■ **Page excerpt**
- - - -

AFGE

VA Manager Involved in $4M Deal That Benefited Relatives

Official created a conflict of interest when she didn’t recuse herself from project to build new N.C. facility.

A Veterans Affairs manager in North Carolina created a conflict of interest when she participated in a project that netted millions for her family members, according to the department’s watchdog.

The VA bought 35 acres of land for $4.25 million in 2010 from the Gillis family to build a new outpatient medical facility in Fayetteville, N.C. Wendy Gillis, a VA project manager and professional engineer, was part of the team that assessed and ranked five properties owned by her extended family members for the project. Wendy married into the Gillis family in 2001; two of her husband’s cousins submitted plots of land for consideration in response to a 2010 solicitation in FedBizOpps.  

“Although she was not the final selecting official, she was intimately involved in the process, discussed the sites with team members, and was in a position to influence the team,” the IG concluded. The watchdog also criticized four other high-ranking VA officials involved in the project – Daniel Hoffmann, Elizabeth Goolsby, James Galkowski and Jessica Kaplan – for failing to take sufficient action over the conflict of interest, or appearance of, when they learned about it.

The IG report does not specifically name Wendy Gillis, referring to her only as the project manager. But a Mar. 11 report in the Fayetteville Observer, which has followed the matter closely over the past five years, identified her as the official in question. The Gillis family is well-known in the area, and owns several pieces of property going back generations to a land grant bestowed by the King of England.

Wendy Gillis was uncomfortable during the 2010 site tour of the properties, according to the report, at one point saying, “Oh my God, I shouldn’t be here.” Others present during the tour told the IG that when Gillis saw the list of properties on the list, she mentioned the familial connection, but also said the sale would not financially benefit her immediate family. Gillis told the IG that in hindsight she should have “run out of the van,” but that she “thought by telling [she] made it open and honest.”

Ethics standards and federal regulations prohibit federal employees from using their position for private gain, or the gain of friends and relatives. Government ethics also instruct federal employees to make an honest effort to avoid situations that would give the appearance of a conflict of interest.

The IG concluded that Wendy Gillis’s behavior amounted to an appearance of a conflict of interest, though it did not rise to the level of a criminal conflict. Still, “as a VA employee, who has taken annual ethics training, and a licensed PE [professional engineer], who is bound by North Carolina’s rules of professional conduct” she should have known better and recused herself, the report said.

The watchdog found other problems with the transaction, including the failure to provide Gillis with a conflict of interest form to sign at the outset, which typically occurs with such projects. There were also discrepancies in the documents related to the property purchase, including the signature of Will Gillis dated a day before the agreement was drafted, as well as confusion over who actually owned the property.

The IG recommended that VA management determine proper administrative action against Wendy Gillis and the four other officials involved. The watchdog also recommended refresher ethics training for them, as well as a review of the whole land purchase from start to finish, including the solicitation and evaluation of properties. VA agreed with the recommendations, and is determining the appropriate administrative action for the employees. The department also said it reviewed the transaction thoroughly, and concluded no corrective action was necessary.

- - - -

■ **Record extracts**
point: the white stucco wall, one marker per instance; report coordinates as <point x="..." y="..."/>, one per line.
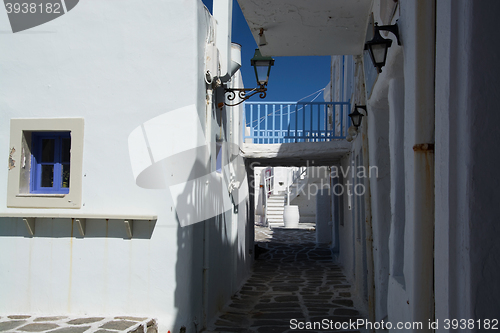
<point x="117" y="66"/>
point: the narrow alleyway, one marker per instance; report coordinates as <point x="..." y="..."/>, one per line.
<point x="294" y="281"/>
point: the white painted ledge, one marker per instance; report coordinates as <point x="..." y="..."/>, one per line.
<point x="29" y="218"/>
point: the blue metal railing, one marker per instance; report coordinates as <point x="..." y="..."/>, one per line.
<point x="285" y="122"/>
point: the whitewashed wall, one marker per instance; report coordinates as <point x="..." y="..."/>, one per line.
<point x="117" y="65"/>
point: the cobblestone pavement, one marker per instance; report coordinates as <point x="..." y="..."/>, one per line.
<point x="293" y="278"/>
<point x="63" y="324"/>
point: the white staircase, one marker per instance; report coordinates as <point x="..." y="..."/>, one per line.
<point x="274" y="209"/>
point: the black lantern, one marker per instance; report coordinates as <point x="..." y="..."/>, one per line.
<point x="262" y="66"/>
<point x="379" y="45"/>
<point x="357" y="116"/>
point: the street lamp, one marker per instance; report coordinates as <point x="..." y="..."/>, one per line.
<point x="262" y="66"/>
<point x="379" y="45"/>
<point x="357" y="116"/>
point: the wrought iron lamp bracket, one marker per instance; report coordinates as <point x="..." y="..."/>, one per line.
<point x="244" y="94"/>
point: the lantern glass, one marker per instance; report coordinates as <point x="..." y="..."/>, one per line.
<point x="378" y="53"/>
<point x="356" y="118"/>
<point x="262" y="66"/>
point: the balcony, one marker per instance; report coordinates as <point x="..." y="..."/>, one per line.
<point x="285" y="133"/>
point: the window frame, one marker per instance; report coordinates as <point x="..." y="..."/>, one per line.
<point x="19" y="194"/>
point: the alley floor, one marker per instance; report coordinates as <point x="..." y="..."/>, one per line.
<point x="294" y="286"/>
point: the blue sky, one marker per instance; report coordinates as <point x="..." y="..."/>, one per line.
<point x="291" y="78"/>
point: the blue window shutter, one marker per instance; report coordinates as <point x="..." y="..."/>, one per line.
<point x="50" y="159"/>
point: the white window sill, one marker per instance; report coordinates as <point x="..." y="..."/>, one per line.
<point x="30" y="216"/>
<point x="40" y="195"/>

- - - -

■ **Directions**
In the VA land deal article, rewrite the stretch from "VA Manager Involved" through "new N.C. facility.", changing "N.C." to "North Carolina". Rely only on the VA land deal article.

■ **The answer**
VA Manager Involved in $4M Deal That Benefited Relatives

Official created a conflict of interest when she didn’t recuse herself from project to build new North Carolina facility.